*Instructions to follow*
Only lines containing "each" are wanted from the data below. Copy those lines.

*Given records*
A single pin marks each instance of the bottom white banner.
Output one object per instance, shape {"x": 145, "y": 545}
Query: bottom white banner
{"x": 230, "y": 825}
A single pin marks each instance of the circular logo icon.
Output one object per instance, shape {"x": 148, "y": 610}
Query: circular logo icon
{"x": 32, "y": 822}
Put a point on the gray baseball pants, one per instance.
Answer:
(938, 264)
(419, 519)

--

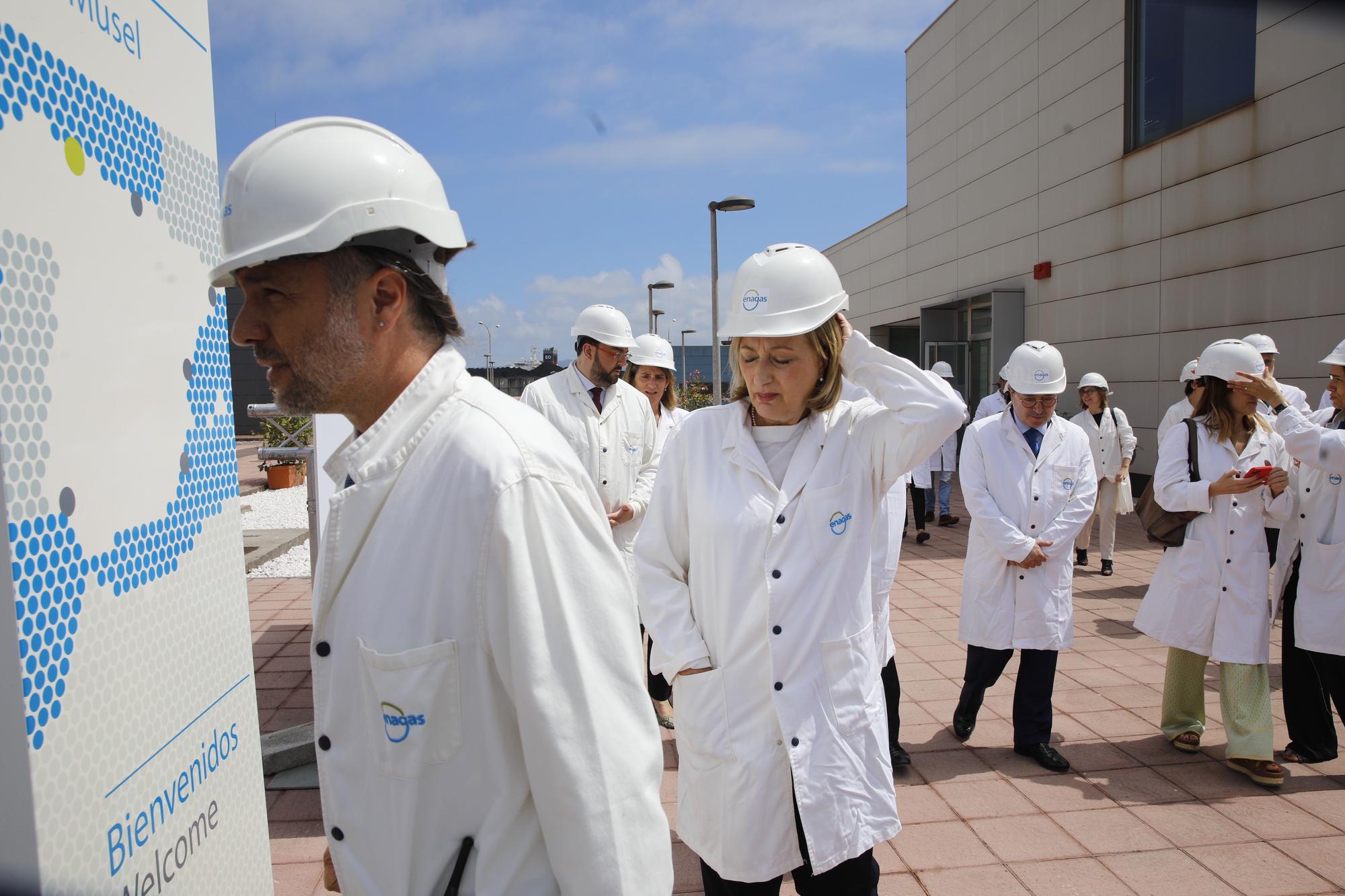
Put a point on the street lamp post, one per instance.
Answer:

*Response below*
A single pin marks each instance of the bottom white banner.
A single pin marks each instance of the circular logo icon.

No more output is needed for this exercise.